Can you set out every line of the records below as a Markdown table with the columns Number and Entry, numbering each row and skipping blank lines? Leave the pictures out of your answer.

──────

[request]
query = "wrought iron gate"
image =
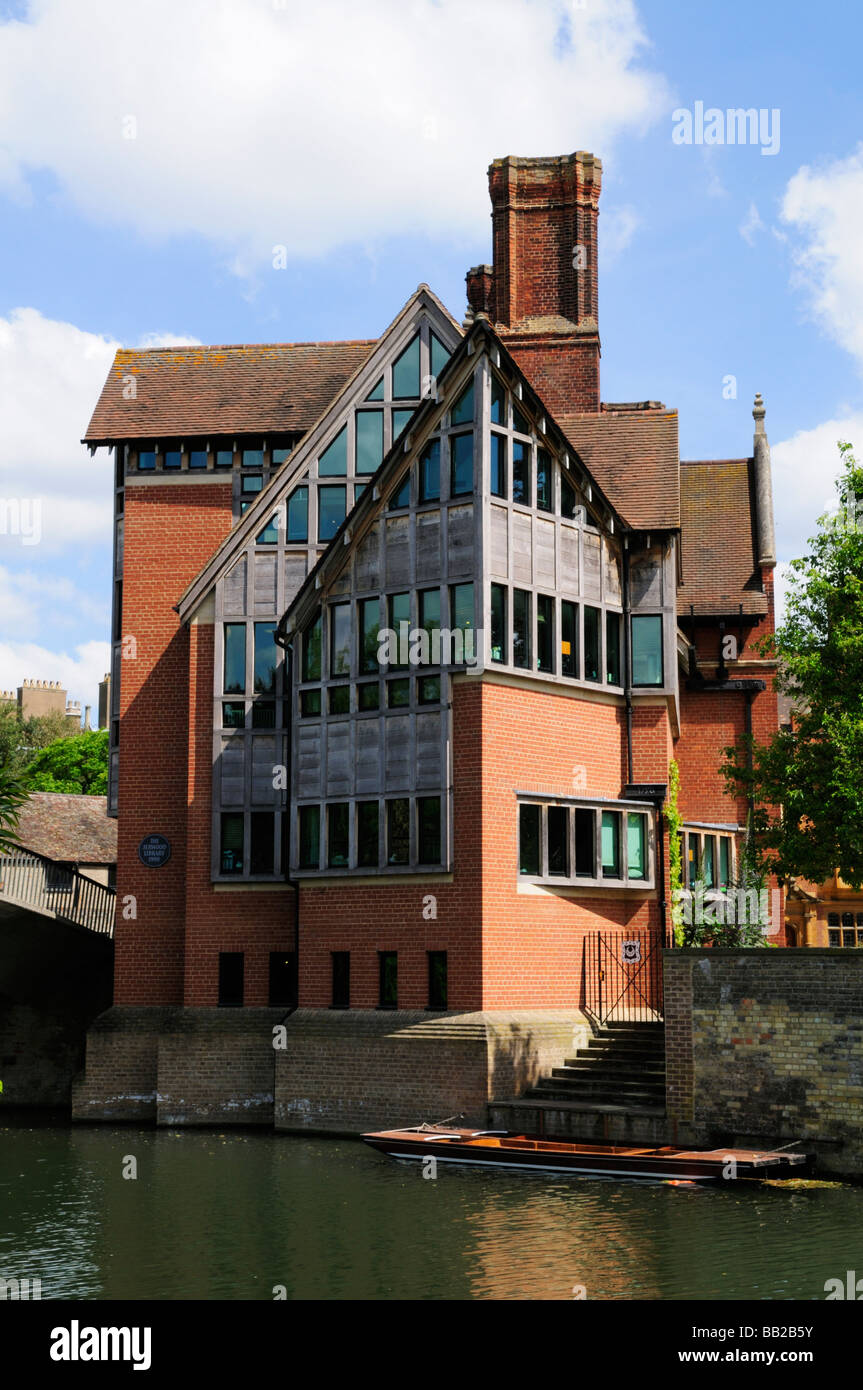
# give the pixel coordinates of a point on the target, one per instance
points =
(623, 976)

──────

## The output
| Number | Entry |
|---|---|
| 1 | [request] |
| 2 | query = "wrought iron gate" |
| 3 | image = |
| 4 | # give the pixel coordinates of a point on the target, one per instance |
| 5 | points = |
| 6 | (623, 976) |